把下方讲恢复二叉搜索树的题解从头到尾逐字输出一遍，不做任何改动。

→ **文档摘录**
+++

99. Recover Binary Search Tree

题目：
Two elements of a binary search tree (BST) are swapped by mistake.

Recover the tree without changing its structure.

Note:
A solution using O(n) space is pretty straight forward. Could you devise a constant space solution?

解答：
想法很简单，找到两个顺序不对的点，交换。但是如何知道这两个点的顺序是不对的呢？因为BST是左<中<右，所以我们可以用in-order traverse的方法：
In-order traverse模板：

public void inOrderTraverse{
    inOrderTraverse(root.left);
    //do something
    inOrderTraverse(root.right);
}

代码如下：

public class Solution {
    private TreeNode first = null, second = null;
    private TreeNode prev = new TreeNode(Integer.MIN_VALUE);
    
    public void recoverTree(TreeNode root) {
        Traverse(root);
        int temp = first.val;
        first.val = second.val;
        second.val = temp;
    }
    
    public void Traverse(TreeNode root) {
        if (root == null) return;
        
        Traverse(root.left);
        
        if (first == null && prev.val > root.val) {
            first = prev;
        }
        if (first != null && prev.val > root.val) {
            second = root;
        }
        prev = root;
        
        Traverse(root.right);
    }
}

+++

→ **所给材料**
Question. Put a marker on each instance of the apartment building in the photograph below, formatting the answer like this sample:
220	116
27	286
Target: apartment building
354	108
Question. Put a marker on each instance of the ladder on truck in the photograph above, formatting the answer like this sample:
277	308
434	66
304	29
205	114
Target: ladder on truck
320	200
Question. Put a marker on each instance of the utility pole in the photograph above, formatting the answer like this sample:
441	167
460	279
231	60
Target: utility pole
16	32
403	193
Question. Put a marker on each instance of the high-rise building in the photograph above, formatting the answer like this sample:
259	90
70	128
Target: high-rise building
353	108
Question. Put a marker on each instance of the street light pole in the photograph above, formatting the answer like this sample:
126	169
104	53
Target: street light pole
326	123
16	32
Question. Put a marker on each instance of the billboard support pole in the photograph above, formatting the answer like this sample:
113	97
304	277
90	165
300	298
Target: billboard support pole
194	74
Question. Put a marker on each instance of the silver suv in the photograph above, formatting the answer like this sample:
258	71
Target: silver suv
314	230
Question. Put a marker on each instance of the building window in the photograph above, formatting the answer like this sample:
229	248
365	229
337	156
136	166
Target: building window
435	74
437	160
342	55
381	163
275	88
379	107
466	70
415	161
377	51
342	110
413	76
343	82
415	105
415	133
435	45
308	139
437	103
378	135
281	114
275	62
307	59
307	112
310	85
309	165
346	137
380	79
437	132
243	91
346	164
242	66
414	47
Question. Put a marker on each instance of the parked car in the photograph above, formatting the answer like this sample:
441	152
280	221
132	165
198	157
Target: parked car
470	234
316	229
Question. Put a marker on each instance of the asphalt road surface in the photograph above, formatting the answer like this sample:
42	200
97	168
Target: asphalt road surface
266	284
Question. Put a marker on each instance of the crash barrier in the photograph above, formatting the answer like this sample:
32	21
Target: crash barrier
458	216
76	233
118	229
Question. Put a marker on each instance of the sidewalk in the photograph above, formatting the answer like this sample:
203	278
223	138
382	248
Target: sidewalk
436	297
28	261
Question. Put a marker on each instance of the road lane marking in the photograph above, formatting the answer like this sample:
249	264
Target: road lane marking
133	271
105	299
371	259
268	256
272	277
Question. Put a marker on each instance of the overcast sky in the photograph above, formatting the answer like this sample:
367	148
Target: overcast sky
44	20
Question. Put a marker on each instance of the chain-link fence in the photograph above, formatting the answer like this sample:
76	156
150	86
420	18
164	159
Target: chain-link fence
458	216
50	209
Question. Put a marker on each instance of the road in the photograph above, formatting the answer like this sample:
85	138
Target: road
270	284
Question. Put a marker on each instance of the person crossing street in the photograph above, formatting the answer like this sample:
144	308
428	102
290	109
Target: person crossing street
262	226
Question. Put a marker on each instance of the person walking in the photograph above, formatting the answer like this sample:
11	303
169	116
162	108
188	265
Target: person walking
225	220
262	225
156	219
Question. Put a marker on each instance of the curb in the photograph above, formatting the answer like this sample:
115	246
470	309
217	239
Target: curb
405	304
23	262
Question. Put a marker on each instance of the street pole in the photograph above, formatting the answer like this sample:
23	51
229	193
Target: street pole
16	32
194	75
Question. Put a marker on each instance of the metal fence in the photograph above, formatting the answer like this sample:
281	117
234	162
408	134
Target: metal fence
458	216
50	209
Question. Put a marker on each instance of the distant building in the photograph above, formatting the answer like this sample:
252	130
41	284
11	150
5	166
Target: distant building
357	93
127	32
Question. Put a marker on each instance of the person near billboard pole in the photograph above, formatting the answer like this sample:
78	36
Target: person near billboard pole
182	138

+++

→ **任务答案**
99. Recover Binary Search Tree

题目：
Two elements of a binary search tree (BST) are swapped by mistake.

Recover the tree without changing its structure.

Note:
A solution using O(n) space is pretty straight forward. Could you devise a constant space solution?

解答：
想法很简单，找到两个顺序不对的点，交换。但是如何知道这两个点的顺序是不对的呢？因为BST是左<中<右，所以我们可以用in-order traverse的方法：
In-order traverse模板：

public void inOrderTraverse{
    inOrderTraverse(root.left);
    //do something
    inOrderTraverse(root.right);
}

代码如下：

public class Solution {
    private TreeNode first = null, second = null;
    private TreeNode prev = new TreeNode(Integer.MIN_VALUE);
    
    public void recoverTree(TreeNode root) {
        Traverse(root);
        int temp = first.val;
        first.val = second.val;
        second.val = temp;
    }
    
    public void Traverse(TreeNode root) {
        if (root == null) return;
        
        Traverse(root.left);
        
        if (first == null && prev.val > root.val) {
            first = prev;
        }
        if (first != null && prev.val > root.val) {
            second = root;
        }
        prev = root;
        
        Traverse(root.right);
    }
}